Extracts from a box-labeled dataset
◆ ◆ ◆
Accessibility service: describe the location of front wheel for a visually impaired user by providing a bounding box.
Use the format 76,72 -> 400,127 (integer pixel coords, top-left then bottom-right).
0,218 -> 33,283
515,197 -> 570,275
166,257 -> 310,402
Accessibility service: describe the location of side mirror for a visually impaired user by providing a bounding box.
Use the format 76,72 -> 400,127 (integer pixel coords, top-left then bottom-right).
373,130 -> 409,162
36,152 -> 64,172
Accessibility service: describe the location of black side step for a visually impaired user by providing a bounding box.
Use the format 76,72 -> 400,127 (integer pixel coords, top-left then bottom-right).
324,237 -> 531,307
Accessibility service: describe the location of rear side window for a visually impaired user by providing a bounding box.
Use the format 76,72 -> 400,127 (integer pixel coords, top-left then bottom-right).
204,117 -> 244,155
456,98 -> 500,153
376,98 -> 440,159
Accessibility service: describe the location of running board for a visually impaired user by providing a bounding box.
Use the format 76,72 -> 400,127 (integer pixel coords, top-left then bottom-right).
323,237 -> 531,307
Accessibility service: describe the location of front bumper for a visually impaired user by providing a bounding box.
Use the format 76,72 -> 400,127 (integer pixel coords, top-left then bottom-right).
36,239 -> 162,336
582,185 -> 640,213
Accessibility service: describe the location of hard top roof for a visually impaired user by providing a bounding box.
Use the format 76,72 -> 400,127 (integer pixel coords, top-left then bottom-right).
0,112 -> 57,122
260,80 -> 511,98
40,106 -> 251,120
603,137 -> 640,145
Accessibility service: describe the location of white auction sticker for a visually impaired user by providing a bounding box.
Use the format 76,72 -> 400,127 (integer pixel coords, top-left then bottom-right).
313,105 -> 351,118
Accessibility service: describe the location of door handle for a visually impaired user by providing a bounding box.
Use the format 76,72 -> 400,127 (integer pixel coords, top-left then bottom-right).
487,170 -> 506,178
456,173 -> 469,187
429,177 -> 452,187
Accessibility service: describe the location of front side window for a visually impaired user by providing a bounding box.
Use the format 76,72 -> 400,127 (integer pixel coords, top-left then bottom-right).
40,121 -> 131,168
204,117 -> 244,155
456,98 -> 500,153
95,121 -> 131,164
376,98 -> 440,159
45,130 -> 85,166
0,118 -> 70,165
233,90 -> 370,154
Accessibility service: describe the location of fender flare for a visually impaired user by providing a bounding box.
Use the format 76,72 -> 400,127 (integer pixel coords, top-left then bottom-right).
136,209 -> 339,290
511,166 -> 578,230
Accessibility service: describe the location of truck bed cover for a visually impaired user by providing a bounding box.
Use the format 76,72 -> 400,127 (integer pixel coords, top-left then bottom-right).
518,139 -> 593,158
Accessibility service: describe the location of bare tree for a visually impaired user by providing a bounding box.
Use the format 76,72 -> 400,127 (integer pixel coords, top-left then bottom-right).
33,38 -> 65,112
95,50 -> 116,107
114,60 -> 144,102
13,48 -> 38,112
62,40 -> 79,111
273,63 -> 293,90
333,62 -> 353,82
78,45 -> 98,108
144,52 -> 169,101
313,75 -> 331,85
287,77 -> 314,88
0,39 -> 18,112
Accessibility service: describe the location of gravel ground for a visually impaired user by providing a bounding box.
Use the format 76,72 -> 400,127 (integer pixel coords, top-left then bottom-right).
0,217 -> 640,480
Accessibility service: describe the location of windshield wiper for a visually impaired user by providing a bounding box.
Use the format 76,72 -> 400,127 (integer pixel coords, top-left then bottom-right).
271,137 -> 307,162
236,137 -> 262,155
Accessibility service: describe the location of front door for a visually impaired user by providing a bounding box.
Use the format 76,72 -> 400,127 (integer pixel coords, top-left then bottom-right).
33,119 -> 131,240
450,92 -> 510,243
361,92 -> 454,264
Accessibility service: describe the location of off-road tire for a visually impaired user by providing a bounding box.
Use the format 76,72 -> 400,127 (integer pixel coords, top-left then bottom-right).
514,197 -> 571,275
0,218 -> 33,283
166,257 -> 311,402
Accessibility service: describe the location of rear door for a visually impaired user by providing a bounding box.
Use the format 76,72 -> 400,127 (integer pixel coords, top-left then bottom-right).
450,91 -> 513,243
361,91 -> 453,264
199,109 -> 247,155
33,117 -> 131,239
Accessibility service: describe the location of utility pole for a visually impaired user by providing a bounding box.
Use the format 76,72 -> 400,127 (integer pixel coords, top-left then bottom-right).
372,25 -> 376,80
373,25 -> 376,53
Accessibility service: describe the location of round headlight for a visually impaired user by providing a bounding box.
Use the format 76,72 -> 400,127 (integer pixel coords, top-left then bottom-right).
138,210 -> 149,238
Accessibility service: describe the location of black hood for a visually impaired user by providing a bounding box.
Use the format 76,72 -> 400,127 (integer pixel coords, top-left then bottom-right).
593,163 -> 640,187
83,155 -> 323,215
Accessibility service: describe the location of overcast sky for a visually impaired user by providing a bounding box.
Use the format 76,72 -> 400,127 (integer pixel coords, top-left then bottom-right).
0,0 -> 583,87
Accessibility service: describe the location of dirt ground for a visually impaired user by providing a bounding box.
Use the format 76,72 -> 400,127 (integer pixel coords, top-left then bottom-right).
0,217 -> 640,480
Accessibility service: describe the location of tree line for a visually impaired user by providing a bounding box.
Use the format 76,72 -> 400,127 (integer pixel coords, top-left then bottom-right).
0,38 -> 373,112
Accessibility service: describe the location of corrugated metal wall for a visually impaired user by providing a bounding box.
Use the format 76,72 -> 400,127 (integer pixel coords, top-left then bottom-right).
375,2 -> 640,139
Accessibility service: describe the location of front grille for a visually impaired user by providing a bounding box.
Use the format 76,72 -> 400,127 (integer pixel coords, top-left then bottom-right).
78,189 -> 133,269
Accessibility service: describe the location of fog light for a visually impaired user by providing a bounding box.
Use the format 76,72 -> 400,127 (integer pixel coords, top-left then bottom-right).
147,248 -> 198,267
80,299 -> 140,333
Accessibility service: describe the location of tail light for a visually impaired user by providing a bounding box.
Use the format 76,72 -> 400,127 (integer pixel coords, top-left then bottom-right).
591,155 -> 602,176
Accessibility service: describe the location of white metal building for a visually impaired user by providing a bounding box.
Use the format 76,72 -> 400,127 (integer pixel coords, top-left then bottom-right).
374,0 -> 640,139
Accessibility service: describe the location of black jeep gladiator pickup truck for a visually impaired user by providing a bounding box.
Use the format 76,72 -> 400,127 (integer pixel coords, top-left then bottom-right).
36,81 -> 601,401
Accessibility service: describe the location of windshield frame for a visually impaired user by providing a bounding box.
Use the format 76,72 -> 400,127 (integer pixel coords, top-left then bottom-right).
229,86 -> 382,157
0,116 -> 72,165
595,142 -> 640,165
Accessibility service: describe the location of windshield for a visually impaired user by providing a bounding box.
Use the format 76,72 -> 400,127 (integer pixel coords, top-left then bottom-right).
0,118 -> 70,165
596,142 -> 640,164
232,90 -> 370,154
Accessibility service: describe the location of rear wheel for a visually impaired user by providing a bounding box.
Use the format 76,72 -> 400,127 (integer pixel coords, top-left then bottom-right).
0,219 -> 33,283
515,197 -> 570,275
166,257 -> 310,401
◆ ◆ ◆
What you should do — Output every line of the entries above as a JSON list of strings, one string per line, with blank lines omitted.

Output of the task —
[
  "Accessibility service: describe the location of front wheel for a visually impaired user by providing a bounding box.",
  "Use the format 76,72 -> 400,127 (integer pixel coords, top-left then bottom-right).",
  "0,218 -> 33,283",
  "515,197 -> 570,275",
  "166,257 -> 310,402",
  "Accessibility service: describe the location of side mirror for a visually impaired user by providing a bounding box.",
  "Use the format 76,72 -> 400,127 (integer pixel coords, top-left then bottom-right).",
  "373,130 -> 409,162",
  "36,152 -> 64,172",
  "Accessibility service: describe the location of black side step for a visually impaired user by providing a bounding box.",
  "Use the format 76,72 -> 400,127 (integer pixel coords, top-left then bottom-right).",
  "324,237 -> 531,307",
  "Accessibility service: describe the location of rear side window for a visually impaired user by providing a bounding box.",
  "Use the format 76,72 -> 400,127 (integer pixel coords, top-left then bottom-right).",
  "204,117 -> 244,155",
  "456,98 -> 500,153",
  "376,98 -> 440,159",
  "Accessibility service: describe the location of running board for a visually impaired user by providing a bounding box.",
  "Use the format 76,72 -> 400,127 (integer pixel coords, top-left then bottom-right).",
  "323,237 -> 531,307",
  "Accessibility service: describe the location of front bumper for a visually impaired user by providing a bounding box.",
  "Use the format 76,72 -> 400,127 (integer pixel coords, top-left then bottom-right).",
  "36,239 -> 162,336",
  "582,185 -> 640,213",
  "Accessibility service: describe the location of hard top roof for a visually impaired user by providing a bounding box.",
  "Use the format 76,72 -> 400,127 (integer pixel coords, top-left then bottom-right).",
  "0,112 -> 57,122",
  "260,80 -> 511,98",
  "40,106 -> 251,120",
  "603,137 -> 640,145",
  "Accessibility service: describe the location of white auction sticker for a visually impaired user by providing a bounding box.",
  "Use the format 76,72 -> 400,127 (integer pixel coords, top-left then bottom-right).",
  "313,105 -> 351,118",
  "Accessibility service: describe the location of door handle for a visually impaired user by providing a bounding box.",
  "Use the format 76,72 -> 400,127 (integer pixel coords, top-left then bottom-right).",
  "487,170 -> 506,178",
  "456,173 -> 469,187",
  "429,177 -> 452,187",
  "Accessibility service: describe the location of front side window for a visually impaired user by providing a bounding box.",
  "Use the format 76,72 -> 400,127 (integer pixel coords, top-left then bottom-right).",
  "40,121 -> 131,168",
  "204,117 -> 244,155",
  "456,98 -> 500,153",
  "95,121 -> 131,164",
  "376,98 -> 440,159",
  "45,130 -> 85,166",
  "0,118 -> 70,165",
  "233,90 -> 370,154",
  "Accessibility service: describe the location of fender flare for a visually impaired user by providing a bounding box.",
  "Use the format 76,72 -> 400,127 (integer pixel coords, top-left then bottom-right).",
  "136,209 -> 339,290",
  "511,166 -> 578,230",
  "Accessibility service: describe the location of truck bed cover for a visually impaired user by providing a bounding box.",
  "Use the format 76,72 -> 400,127 (integer pixel coords, top-left then bottom-right).",
  "518,139 -> 593,158",
  "Accessibility service: describe the location of bare tree for a visually impaired user by providing a bounding box.",
  "Use the format 76,72 -> 400,127 (integer pixel coords, top-left then bottom-right).",
  "33,38 -> 65,112",
  "95,50 -> 116,107",
  "114,60 -> 144,102",
  "13,48 -> 38,112",
  "62,40 -> 79,111",
  "273,63 -> 293,90",
  "333,62 -> 353,82",
  "78,45 -> 98,108",
  "144,52 -> 169,101",
  "313,75 -> 331,85",
  "287,77 -> 314,88",
  "0,39 -> 18,112",
  "Accessibility service: describe the location of gravel ground for a visually impaired user by providing a bounding box.",
  "Use the format 76,72 -> 400,127 (integer pixel coords, top-left then bottom-right).",
  "0,217 -> 640,480",
  "Accessibility service: describe the location of windshield wiper for a visually impaired user by providing a bounding box.",
  "Use the format 76,72 -> 400,127 (integer pixel coords, top-left then bottom-right).",
  "271,137 -> 307,162",
  "236,137 -> 262,155",
  "Accessibility service: describe the location of front door for a visually impaired user by providing a bounding box.",
  "Use the format 76,72 -> 400,127 (integer pixel coords, top-left then bottom-right).",
  "33,119 -> 131,240",
  "450,92 -> 510,243",
  "361,92 -> 454,264",
  "Accessibility service: describe the location of off-road tire for a visually impaired user by providing a bounding box.",
  "Use the format 76,72 -> 400,127 (integer pixel coords, top-left then bottom-right).",
  "514,197 -> 571,275",
  "0,218 -> 33,283",
  "166,257 -> 311,402",
  "Accessibility service: describe the location of rear door for a visually impaired user by providing a bounding box.",
  "Use the format 76,72 -> 400,127 (integer pixel coords, top-left then bottom-right).",
  "450,91 -> 513,243",
  "361,91 -> 453,264",
  "199,109 -> 247,155",
  "33,117 -> 131,239",
  "Accessibility service: describe the location of utility pole for a visually impaired user by providing a bounding box.",
  "Use the format 76,72 -> 400,127 (integer pixel coords, top-left then bottom-right).",
  "372,25 -> 376,80",
  "373,25 -> 376,53",
  "Accessibility service: describe the location of round headlight for a visually impaired user by providing a bounding box.",
  "Use the format 76,72 -> 400,127 (integer pixel coords, top-left then bottom-right).",
  "138,210 -> 149,238",
  "Accessibility service: describe the location of black hood for a visually impaired user by providing a bounding box.",
  "Use the format 76,72 -> 400,127 (integer pixel coords, top-left then bottom-right).",
  "593,163 -> 640,187",
  "83,155 -> 323,215",
  "Accessibility service: describe the location of overcast sky for a visually impaired user by providing a bounding box.",
  "Use the format 76,72 -> 400,127 (integer pixel coords, top-left then bottom-right).",
  "0,0 -> 583,87",
  "Accessibility service: describe the location of dirt ground for a visually impaired user by providing a bounding box.",
  "Use the format 76,72 -> 400,127 (integer pixel coords, top-left then bottom-right).",
  "0,217 -> 640,480",
  "Accessibility service: describe the location of tree line for a visually impaired user by providing a bounding box.",
  "Use the format 76,72 -> 400,127 (integer pixel coords, top-left then bottom-right).",
  "0,38 -> 373,112",
  "Accessibility service: describe the location of corrugated metal wall for a visually impaired user by providing a bounding box.",
  "Use the format 76,72 -> 400,127 (integer pixel coords, top-left then bottom-right).",
  "375,2 -> 640,139",
  "Accessibility service: describe the location of front grille for a visually impaired user by providing a bounding box.",
  "Use the format 76,72 -> 400,127 (integer pixel coords, top-left then bottom-right).",
  "78,189 -> 133,269",
  "Accessibility service: describe the location of fog light for a visually impaired user by providing a bounding box.",
  "Use the format 76,72 -> 400,127 (integer pixel coords, top-left then bottom-right).",
  "147,248 -> 198,267",
  "80,299 -> 140,333",
  "Accessibility service: describe the location of tail light for a visually impaired user by providing a bounding box.",
  "Use the format 76,72 -> 400,127 (integer pixel coords, top-left then bottom-right).",
  "591,155 -> 602,176",
  "Accessibility service: describe the location of white metal building for a visually impaired user by providing a bounding box.",
  "Use the format 76,72 -> 400,127 (integer pixel coords, top-left then bottom-right).",
  "374,0 -> 640,139",
  "Accessibility service: describe the location of black jeep gladiator pickup truck for a visually impaired user by providing a bounding box.",
  "Use the format 76,72 -> 400,127 (integer pixel coords, top-left then bottom-right).",
  "36,81 -> 601,401",
  "Accessibility service: describe the location of windshield frame for a visually impaired user by providing a bounding box.",
  "Use the format 76,72 -> 400,127 (integer pixel coords, top-left then bottom-right).",
  "229,86 -> 382,157",
  "0,116 -> 72,165",
  "595,142 -> 640,165",
  "Accessibility service: describe the location of windshield for a visually impaired user by providing a bounding box.",
  "Use the format 76,72 -> 400,127 (integer pixel coords, top-left then bottom-right).",
  "0,118 -> 70,165",
  "596,142 -> 640,164",
  "232,90 -> 370,154",
  "Accessibility service: describe the location of rear wheel for a visually impaired user by providing a bounding box.",
  "Use the format 76,72 -> 400,127 (integer pixel coords, top-left then bottom-right).",
  "0,219 -> 33,283",
  "515,197 -> 570,275",
  "166,257 -> 310,401"
]